PAGE TEXT
· · · ·

For generations, many boys have been taught the same lesson—sometimes explicitly, often subtly: don’t cry, don’t be scared, don’t be emotional. Sadness is brushed off. Fear is minimized. Vulnerability is framed as weakness.
But what happens when we raise boys this way?
When boys are told they shouldn’t cry when they are sad or admit fear when they feel unsafe, we aren’t making them strong—we are teaching them to disconnect from themselves. Over time, this disconnect can grow into something far more damaging: a lack of emotional intelligence.
When Emotions Are Invalidated
Many boys receive the message, “Your emotions are wrong.”
Or worse: “You can’t trust what you feel.”
Parents and caregivers may say things like:
- “You’re fine.”
- “That’s nothing to cry about.”
- “Be a man.”
- “Don’t be scared.”
While often well-intentioned, these responses invalidate a child’s inner experience. According to Dr. John Gottman’s research on Emotion Coaching, when children’s emotions are dismissed or minimized, they don’t learn how to understand or regulate those emotions, and they learn to ignore them.
But emotions don’t disappear when ignored. They simply go underground.
The Cost of Emotional Disconnection
Boys who grow up not knowing what they feel—or believing they shouldn’t trust their emotions—are more likely to:
- Enter dangerous situations because fear is dismissed rather than honored
- Struggle to identify their needs
- Suppress sadness until it emerges as anger, numbness, or risk-taking
- Have difficulty forming healthy, emotionally connected relationships
When we raise boys to override their internal signals, we remove one of their most important survival tools.
Emotions Are Not the Problem
All emotions are a gift. They exist for a reason.
Fear keeps us safe.
Sadness signals loss and the need for connection.
Anger highlights boundaries that have been crossed.
Joy points us toward meaning and purpose.
Emotions are information. They guide us toward what matters and help us navigate the world with awareness. When boys are taught to listen to their emotions rather than suppress them, they develop resilience—not fragility.
Why Do We Do This to Boys?
Much of this conditioning comes from toxic masculinity—the belief that strength means emotional suppression, dominance, and self-reliance at all costs. Boys are often praised for toughness and stoicism while being discouraged from emotional expression.
But emotional suppression is not strength. Emotional intelligence is.
What Boys Actually Need
Using Gottman’s Emotion Coaching approach, we can raise emotionally healthy boys by:
- Noticing their emotions instead of dismissing them
- Validating their feelings, even when we don’t agree with their behavior
- Helping them name what they feel
- Teaching them that emotions are safe, useful, and temporary
When boys learn that their emotions are valid and trustworthy, they gain confidence in themselves. They learn to make safer choices, build deeper relationships, and develop a strong sense of purpose.
Are We Dooming Our Boys?
Only if we continue teaching them that their inner world doesn’t matter. When we teach them to not cry when they’re sad or to be scared when they enter certain situations, we are invalidating their feelings. They no longer know what they feel and don’t trust their emotions. This is enormously destructive to them and to those around them.
Raising emotionally intelligent boys doesn’t make them weak—it makes them whole. They will have meaningful relationships and emotional connections with others that nurture and satisfy them. And that may be one of the most powerful things we can offer the next generation.

· · · ·

AVAILABLE DATA

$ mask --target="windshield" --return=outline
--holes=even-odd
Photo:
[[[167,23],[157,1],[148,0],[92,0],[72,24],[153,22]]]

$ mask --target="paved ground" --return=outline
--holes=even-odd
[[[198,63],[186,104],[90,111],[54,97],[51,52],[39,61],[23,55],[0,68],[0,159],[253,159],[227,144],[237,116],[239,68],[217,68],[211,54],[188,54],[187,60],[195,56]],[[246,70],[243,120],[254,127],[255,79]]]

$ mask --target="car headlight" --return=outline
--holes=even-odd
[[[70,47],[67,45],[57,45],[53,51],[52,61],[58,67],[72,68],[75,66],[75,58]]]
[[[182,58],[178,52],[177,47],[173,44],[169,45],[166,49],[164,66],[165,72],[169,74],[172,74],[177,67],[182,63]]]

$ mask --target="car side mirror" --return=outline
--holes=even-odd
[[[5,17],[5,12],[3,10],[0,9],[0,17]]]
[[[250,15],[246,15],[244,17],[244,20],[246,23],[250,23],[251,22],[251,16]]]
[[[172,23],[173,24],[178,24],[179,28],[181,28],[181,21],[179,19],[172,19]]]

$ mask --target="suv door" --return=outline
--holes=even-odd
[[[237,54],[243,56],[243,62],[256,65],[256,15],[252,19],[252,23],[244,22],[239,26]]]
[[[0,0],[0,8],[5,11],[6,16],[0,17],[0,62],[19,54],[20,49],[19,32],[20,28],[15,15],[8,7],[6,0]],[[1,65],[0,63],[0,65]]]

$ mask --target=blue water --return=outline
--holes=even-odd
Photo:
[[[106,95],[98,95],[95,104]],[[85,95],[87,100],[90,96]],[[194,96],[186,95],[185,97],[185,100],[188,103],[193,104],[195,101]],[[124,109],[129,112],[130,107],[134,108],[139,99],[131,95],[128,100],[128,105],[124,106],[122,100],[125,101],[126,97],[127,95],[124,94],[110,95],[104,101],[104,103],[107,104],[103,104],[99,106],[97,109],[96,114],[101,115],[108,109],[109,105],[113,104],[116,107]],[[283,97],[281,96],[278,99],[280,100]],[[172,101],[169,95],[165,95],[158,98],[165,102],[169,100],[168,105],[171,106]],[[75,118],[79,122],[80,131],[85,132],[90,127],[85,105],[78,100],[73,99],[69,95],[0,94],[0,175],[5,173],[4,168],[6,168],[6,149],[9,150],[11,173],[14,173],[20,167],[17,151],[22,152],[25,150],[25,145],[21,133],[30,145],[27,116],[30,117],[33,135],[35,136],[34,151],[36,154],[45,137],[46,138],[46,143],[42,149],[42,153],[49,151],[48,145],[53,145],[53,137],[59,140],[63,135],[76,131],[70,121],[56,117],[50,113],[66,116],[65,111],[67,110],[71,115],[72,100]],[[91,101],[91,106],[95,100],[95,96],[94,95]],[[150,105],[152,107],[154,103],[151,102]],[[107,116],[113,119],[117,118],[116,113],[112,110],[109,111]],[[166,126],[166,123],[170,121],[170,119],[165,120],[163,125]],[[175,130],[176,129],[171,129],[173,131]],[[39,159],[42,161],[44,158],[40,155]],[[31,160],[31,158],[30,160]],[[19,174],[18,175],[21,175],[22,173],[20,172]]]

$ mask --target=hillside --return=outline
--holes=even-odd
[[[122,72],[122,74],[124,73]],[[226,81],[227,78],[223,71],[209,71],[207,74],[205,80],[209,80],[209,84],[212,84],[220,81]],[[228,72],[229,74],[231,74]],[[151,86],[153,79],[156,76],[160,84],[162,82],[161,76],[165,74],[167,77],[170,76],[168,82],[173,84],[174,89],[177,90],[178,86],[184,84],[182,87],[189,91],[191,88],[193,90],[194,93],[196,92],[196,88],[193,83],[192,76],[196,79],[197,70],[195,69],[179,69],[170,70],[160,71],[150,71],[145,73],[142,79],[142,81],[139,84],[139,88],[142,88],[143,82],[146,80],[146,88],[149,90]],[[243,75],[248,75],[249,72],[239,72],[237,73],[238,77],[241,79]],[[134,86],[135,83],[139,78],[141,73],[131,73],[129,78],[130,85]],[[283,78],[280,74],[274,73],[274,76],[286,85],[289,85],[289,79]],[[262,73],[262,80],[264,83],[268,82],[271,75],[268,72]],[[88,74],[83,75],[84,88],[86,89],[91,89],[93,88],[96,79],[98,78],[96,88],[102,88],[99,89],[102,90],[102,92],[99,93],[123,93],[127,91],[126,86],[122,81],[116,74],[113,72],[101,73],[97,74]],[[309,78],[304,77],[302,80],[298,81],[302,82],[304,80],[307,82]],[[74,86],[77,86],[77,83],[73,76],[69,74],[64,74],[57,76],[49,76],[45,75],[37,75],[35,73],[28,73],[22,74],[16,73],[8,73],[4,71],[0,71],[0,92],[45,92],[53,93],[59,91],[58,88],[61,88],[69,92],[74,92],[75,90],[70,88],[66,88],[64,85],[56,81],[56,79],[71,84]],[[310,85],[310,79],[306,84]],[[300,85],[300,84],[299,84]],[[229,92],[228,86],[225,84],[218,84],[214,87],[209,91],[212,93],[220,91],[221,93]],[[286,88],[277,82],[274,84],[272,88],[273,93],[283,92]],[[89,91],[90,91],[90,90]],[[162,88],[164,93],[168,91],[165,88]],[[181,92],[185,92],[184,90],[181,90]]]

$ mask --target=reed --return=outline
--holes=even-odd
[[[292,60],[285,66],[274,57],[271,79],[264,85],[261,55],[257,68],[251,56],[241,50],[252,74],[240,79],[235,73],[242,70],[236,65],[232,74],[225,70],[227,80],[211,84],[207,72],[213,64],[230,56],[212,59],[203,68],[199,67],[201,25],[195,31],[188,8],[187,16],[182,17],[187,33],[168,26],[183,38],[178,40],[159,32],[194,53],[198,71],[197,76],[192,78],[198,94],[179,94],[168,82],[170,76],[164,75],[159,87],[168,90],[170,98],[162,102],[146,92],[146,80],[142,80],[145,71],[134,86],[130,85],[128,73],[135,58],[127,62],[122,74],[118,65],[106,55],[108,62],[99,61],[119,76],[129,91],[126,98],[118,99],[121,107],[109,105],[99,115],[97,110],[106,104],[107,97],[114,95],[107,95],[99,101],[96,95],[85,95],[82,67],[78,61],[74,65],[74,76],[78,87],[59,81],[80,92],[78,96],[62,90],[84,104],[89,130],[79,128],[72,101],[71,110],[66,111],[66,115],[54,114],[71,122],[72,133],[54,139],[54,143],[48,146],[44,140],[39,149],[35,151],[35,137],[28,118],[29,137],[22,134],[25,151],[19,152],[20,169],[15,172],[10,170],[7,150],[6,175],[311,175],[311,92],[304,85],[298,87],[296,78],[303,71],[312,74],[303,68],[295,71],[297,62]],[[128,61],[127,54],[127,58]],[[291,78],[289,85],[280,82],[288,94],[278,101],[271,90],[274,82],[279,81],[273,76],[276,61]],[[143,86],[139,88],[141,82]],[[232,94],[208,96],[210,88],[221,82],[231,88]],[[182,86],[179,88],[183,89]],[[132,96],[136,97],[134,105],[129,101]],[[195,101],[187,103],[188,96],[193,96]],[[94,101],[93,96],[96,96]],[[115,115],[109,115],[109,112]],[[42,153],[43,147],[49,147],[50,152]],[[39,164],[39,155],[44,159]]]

· · · ·

REQUIRED ACTIONS
A. In the article on raising boys, whose research on Emotion Coaching is cited?
B. What are all the things the article on raising boys says parents and caregivers may say to boys?
C. Repeat everything in the article on raising boys from "Emotions are information." down to "Emotional intelligence is.".
The listing comes from a separate source and has no connection to the article on raising boys.

TASK RESULTS
A. Dr. John Gottman's.

B.
- "You're fine."
- "That's nothing to cry about."
- "Be a man."
- "Don't be scared."

C.
Emotions are information. They guide us toward what matters and help us navigate the world with awareness. When boys are taught to listen to their emotions rather than suppress them, they develop resilience—not fragility.
Why Do We Do This to Boys?
Much of this conditioning comes from toxic masculinity—the belief that strength means emotional suppression, dominance, and self-reliance at all costs. Boys are often praised for toughness and stoicism while being discouraged from emotional expression.
But emotional suppression is not strength. Emotional intelligence is.